#### [QUOTED TEXT]
#ceph IRC Log


IRC Log for 2011-04-16

Timestamps are in GMT/BST.

[0:10] <yehuda_hm> Tv, cmccabe, sagewk: maybe we should make a small effort to find out whether the conf file has the now invalid entity names and warn about it in a descriptive way?
[0:11] <Tv> yehuda_hm: frankly, this early i expect people to actually read release notes
[0:12] <yehuda_hm> Tv: we should make a small effort not to completely frustrate our users
[0:13] <cmccabe> yehuda_hm: a warning wouldn't be hard to put in
[0:13] <sagewk> maybe grep -q osd0 $conf && echo WARNING: blah blah in init-ceph
[0:13] <yehuda_hm> yeah, something like that
[0:14] <cmccabe> I can put it in common_init. HOnestly that's probably easier than sed
[0:14] <cmccabe> or grep
[0:15] <cmccabe> in shell scripts, I'm always worried that I'll forget to escape something
[0:19] * WesleyS (~WesleyS@ has joined #ceph
[0:20] <WesleyS> Sage: Happen to know what's up with the playground?
[0:20] <WesleyS> RGW seems to be timing out
[0:22] <yehuda_hm> wes
[0:22] <yehuda_hm> p
[0:22] <yehuda_hm> wes
[0:22] <gregaf> WesleyS: playground got filled up and we're running into amusing boundary conditions
[0:22] <yehuda_hm> oh, my keyboard
[0:22] <WesleyS> Ah, okay!
[0:22] <gregaf> mostly reminding us that Ceph hates full disks
[0:22] <yehuda_hm> wes: whatever greg said
[0:23] <sagewk> maybe someone can run vstart somewhere and point cephbeta/objects temporarily at that for testing?
[0:24] <yehuda_hm> sagewk: that'll also require using the same keyring as the one the playground uses
[0:26] * Yoric (~David@dau94-10-88-189-211-192.fbx.proxad.net) Quit (Quit: Yoric)
[0:29] * WesleyS (~WesleyS@ Quit (Quit: WesleyS)
[0:29] <cmccabe> yehuda_hm: ok, the warning is in there.
[0:30] <cmccabe> yehuda_hm: this is a good warning to have for at least a little while until everyone forgets about the old stuff
[0:41] <sagewk> yehuda_hm: or swap the keyring too?
[0:45] <yehuda_hm> sagewk: actually, can just set ceph auth = none
[0:46] <sagewk> that too :)
[0:47] * neurodrone (~neurodron@cpe-76-180-162-12.buffalo.res.rr.com) has joined #ceph
[0:50] <yehuda_hm> sagewk: I can run it on ballgate0
[0:51] <sagewk> ah, easy :)
[0:57] <gregaf> Tv: do you remember what happened when one of your test machines ran out of disk space and all the threads hung on dout calls?
[0:58] <Tv> gregaf: not without a bit more nudging...
[0:58] <Tv> all the threads eventually hit the dout lock, yea
[0:58] <gregaf> IIRC it presented as the messenger blocking for some reason and you called me over
[0:59] <Tv> yea
[0:59] <gregaf> and it turned out the disk was full and so the dout prints were never finishing?

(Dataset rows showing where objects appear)
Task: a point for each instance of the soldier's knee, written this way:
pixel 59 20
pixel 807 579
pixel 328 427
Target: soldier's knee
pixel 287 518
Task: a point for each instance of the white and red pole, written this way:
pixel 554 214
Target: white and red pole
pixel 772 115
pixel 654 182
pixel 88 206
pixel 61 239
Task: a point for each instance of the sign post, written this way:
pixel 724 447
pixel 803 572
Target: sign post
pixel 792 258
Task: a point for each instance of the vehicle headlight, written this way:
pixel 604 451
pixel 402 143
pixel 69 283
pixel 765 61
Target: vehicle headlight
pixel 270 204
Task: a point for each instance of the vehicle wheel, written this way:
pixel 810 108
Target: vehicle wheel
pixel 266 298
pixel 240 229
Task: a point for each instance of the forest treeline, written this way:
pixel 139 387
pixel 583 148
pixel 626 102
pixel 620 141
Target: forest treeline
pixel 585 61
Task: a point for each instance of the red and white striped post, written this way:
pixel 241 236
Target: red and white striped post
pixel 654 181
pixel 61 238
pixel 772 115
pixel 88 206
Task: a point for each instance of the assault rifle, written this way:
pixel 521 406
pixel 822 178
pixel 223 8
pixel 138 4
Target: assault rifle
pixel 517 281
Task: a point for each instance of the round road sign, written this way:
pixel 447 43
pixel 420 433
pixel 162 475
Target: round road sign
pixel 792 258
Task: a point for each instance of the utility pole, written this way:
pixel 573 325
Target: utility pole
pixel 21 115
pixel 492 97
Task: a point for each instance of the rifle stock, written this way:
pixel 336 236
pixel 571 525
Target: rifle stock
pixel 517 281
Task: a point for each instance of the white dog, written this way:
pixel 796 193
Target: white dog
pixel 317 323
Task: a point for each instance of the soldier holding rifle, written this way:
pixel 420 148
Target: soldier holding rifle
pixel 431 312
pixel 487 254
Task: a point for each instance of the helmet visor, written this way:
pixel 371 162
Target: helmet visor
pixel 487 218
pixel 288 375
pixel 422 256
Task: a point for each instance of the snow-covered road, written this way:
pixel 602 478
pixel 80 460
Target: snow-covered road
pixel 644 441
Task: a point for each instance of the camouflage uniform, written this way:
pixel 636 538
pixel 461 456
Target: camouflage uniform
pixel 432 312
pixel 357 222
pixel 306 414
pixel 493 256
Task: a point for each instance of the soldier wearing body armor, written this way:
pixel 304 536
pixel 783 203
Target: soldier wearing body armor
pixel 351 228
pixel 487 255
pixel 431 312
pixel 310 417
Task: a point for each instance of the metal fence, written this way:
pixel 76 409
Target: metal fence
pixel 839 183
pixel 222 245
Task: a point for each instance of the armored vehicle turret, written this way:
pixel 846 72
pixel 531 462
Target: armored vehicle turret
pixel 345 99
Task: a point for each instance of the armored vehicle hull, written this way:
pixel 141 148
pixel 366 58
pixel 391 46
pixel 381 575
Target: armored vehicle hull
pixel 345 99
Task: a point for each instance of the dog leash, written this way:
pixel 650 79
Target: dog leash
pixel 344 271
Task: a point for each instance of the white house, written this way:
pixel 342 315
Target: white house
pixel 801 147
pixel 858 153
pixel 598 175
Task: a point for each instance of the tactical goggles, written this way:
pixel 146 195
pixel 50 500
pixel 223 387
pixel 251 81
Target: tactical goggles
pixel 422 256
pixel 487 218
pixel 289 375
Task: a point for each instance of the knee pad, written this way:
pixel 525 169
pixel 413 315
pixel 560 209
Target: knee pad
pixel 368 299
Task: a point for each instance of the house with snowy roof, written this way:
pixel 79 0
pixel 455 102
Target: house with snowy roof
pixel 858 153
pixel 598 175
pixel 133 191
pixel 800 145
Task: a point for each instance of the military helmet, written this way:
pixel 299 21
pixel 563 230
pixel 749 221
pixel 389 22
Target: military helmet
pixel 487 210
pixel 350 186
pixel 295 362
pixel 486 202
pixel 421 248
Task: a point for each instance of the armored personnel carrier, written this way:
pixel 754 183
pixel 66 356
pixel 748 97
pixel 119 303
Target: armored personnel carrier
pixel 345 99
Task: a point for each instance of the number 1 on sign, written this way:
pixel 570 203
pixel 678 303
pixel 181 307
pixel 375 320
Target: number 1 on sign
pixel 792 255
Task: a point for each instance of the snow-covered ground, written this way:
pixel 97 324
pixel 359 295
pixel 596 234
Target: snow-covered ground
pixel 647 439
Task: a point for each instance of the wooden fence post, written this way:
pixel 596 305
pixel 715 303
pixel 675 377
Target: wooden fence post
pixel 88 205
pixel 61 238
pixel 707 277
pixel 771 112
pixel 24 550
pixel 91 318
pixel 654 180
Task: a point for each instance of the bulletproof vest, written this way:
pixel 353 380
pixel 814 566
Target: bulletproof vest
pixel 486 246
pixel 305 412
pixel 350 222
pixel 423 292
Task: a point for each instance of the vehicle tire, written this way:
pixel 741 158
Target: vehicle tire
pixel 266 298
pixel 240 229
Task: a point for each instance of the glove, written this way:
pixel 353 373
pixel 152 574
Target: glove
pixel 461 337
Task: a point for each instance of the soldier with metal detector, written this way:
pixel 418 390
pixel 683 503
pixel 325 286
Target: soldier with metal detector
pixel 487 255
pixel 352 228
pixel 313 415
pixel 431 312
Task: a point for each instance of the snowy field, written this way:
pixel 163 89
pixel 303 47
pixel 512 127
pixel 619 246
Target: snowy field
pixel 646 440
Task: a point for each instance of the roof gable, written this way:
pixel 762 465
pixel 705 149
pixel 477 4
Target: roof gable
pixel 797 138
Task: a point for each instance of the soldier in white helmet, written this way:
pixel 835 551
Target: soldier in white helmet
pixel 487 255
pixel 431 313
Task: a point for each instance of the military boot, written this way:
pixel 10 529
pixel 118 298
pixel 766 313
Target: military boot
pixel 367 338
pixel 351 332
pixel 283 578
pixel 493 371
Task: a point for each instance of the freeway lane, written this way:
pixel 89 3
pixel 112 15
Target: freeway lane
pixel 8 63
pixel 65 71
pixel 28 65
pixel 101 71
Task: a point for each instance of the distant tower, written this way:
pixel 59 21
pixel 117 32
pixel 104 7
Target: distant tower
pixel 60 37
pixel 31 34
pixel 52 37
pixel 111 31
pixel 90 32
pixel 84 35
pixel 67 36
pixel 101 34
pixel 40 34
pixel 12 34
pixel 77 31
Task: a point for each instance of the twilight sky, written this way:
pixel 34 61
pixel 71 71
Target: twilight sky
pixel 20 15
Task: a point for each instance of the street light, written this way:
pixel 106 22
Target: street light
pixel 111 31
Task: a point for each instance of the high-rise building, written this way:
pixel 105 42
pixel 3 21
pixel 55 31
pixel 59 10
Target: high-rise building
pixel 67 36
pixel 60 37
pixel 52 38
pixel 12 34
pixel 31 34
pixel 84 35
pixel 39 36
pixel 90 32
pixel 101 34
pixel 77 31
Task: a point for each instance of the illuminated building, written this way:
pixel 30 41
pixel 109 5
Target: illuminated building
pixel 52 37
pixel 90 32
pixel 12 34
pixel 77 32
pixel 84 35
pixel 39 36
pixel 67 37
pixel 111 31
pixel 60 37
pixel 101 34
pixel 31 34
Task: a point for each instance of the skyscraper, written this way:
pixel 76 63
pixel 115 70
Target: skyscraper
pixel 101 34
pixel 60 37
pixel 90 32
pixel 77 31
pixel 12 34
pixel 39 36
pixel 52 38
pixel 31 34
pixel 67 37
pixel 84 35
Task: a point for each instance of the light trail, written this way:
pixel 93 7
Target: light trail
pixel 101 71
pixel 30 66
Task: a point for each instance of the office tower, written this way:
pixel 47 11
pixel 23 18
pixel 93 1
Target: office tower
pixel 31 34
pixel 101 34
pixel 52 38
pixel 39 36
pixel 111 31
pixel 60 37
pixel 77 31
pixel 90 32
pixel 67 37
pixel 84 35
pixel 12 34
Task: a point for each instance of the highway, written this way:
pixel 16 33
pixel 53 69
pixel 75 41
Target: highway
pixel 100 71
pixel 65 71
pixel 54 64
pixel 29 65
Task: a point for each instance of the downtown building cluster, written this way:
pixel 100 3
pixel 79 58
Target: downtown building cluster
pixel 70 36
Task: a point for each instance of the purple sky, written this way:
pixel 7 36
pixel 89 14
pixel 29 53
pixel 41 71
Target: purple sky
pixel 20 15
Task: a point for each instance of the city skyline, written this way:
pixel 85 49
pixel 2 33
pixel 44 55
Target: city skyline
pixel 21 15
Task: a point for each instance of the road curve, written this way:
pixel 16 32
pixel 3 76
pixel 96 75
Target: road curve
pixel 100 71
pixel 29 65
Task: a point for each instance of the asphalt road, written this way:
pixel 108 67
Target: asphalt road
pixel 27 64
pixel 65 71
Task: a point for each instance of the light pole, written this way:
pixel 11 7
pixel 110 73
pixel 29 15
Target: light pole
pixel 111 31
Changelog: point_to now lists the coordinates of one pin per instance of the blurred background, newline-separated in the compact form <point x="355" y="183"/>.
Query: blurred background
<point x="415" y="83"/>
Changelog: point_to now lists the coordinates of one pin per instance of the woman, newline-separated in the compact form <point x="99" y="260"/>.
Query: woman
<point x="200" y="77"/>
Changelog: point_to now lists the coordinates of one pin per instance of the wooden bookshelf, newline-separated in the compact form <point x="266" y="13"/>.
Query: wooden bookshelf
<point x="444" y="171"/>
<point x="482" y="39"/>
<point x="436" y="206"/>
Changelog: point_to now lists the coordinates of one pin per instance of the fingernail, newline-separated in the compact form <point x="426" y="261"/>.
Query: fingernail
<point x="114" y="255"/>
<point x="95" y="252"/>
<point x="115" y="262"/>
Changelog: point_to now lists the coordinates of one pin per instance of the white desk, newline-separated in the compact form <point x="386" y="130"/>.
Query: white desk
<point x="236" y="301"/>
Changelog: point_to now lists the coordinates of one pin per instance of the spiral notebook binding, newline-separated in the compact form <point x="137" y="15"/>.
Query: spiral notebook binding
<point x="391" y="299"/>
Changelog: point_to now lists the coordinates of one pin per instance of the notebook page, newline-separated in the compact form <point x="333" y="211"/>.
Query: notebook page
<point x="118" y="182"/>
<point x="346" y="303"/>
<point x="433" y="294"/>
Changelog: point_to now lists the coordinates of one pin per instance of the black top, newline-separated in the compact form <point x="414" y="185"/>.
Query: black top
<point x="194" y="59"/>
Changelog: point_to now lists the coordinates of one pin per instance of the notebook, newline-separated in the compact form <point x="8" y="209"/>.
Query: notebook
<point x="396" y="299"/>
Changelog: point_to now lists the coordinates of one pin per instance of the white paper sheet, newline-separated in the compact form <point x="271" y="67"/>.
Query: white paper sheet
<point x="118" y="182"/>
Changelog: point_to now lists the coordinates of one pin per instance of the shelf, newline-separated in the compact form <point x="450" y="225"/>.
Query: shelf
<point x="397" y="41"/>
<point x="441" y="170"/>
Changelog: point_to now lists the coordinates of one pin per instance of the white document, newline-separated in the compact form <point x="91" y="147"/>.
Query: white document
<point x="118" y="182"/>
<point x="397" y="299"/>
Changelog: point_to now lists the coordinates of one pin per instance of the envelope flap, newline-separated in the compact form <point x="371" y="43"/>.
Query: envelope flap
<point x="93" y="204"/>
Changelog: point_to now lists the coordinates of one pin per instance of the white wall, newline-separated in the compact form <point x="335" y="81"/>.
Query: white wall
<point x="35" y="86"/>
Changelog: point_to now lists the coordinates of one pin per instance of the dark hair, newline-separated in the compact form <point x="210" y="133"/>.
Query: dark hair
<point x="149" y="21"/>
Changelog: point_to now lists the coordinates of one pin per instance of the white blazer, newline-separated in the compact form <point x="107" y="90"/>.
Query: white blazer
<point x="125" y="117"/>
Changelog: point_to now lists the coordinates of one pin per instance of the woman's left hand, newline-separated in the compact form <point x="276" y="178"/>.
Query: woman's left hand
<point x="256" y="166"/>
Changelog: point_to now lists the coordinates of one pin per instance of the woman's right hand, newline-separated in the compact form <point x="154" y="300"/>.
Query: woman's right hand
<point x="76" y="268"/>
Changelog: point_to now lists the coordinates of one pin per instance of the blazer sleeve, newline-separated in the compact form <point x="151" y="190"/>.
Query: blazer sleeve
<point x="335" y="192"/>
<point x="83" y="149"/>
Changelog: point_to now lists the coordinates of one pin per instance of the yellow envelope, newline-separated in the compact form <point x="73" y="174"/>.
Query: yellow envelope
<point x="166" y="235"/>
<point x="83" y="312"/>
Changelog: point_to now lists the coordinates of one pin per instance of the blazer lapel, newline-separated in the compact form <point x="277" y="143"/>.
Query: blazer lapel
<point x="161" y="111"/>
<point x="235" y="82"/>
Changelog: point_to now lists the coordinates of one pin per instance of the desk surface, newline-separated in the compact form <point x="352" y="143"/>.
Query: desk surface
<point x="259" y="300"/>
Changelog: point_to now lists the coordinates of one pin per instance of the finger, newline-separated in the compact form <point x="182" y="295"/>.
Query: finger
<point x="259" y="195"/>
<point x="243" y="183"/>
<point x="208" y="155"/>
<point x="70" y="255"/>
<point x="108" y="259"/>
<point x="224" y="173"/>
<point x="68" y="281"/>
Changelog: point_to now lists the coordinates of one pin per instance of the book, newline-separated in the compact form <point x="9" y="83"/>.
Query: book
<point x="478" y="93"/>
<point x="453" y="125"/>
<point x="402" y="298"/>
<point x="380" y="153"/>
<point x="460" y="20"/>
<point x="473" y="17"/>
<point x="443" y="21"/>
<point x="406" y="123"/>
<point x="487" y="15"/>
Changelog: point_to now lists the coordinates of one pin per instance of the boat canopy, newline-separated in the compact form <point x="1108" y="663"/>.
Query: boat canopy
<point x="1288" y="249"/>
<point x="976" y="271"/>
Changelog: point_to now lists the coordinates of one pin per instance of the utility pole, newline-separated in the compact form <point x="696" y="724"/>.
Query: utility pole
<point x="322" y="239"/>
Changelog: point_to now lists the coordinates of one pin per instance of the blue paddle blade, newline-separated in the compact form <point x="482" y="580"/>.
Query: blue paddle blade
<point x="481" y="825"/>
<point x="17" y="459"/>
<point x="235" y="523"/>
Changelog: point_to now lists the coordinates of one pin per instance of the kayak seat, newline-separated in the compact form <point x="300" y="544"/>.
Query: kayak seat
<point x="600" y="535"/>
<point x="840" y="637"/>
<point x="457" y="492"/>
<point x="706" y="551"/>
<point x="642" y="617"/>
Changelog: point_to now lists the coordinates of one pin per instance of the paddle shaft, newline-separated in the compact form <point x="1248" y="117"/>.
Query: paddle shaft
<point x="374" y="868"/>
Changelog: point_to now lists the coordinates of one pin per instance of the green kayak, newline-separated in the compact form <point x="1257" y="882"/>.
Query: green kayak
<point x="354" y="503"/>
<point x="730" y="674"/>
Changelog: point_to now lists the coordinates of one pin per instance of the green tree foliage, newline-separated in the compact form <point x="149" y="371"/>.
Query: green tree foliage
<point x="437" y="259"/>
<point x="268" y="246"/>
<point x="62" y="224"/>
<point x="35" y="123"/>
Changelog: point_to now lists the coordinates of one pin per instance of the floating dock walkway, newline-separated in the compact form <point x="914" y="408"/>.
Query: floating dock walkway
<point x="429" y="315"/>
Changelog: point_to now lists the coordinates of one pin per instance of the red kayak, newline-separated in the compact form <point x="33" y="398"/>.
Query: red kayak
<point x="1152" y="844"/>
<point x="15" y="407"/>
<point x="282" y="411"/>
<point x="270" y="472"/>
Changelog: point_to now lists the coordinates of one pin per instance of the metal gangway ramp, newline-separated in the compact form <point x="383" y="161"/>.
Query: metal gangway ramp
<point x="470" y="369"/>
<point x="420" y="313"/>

#### [TASKS TO PERFORM]
1. Answer these questions about the Ceph IRC log:
(a) Where did cmccabe say he could put the warning about invalid entity names?
(b) According to gregaf, what had happened to the playground?
(c) Which setting did yehuda_hm suggest as an alternative to using the playground's keyring?
2. Carry the Ceph IRC log forward from its last message, keeping the same timestamp and nickname format.

#### [TASK-BY-TASK RESULTS]
1.
(a) In common_init.
(b) It got filled up, and they were running into amusing boundary conditions.
(c) ceph auth = none.

2.
[0:59] <Tv> i'm trying to remember why the thread trying to write would hang, instead of fail
[0:59] <gregaf> sagewk says that those should have just errorred out so things would have kept going
[0:59] <gregaf> is why I ask
[0:59] <Tv> it might have raised an exception that went unhandled, or something?
[0:59] <gregaf> I thought you said something about pipes filling up, but Sage says no pipes are involved?
[1:00] <Tv> oh yeah
[1:00] <gregaf> was that an autotest pipe or something?
[1:00] <gregaf> or was it just going to stderr and stderr was redirected to disk?
[1:00] <Tv> well logging under autotest goes to stdout/err
[1:00] <gregaf> okay, that makes sense
[1:00] <Tv> but i can't come up with a reason why that'd hang, right now
[1:01] <gregaf> was trying to work out something else and then got stuck on this, but no problem now
[1:01] <Tv> except for..
[1:01] <cmccabe> tv: dout just calls write(2)
[1:01] <Tv> ok now i'm starting to remember
[1:01] <gregaf> I think the stderr/out was supposed to be consumed by a disk writer rather than console, and it wasn't
[1:01] <Tv> so
[1:01] <gregaf> because the disk was full
[1:01] <Tv> it goes like this:
[1:01] <Tv> normally under autotest logs go to out/log/...
[1:01] <Tv> but the process stdout/stderr is also captured
[1:02] <Tv> but that's a pipe that's not actively emptied, until the process exits
[1:02] <Tv> it's meant more for quick error message + exit(1)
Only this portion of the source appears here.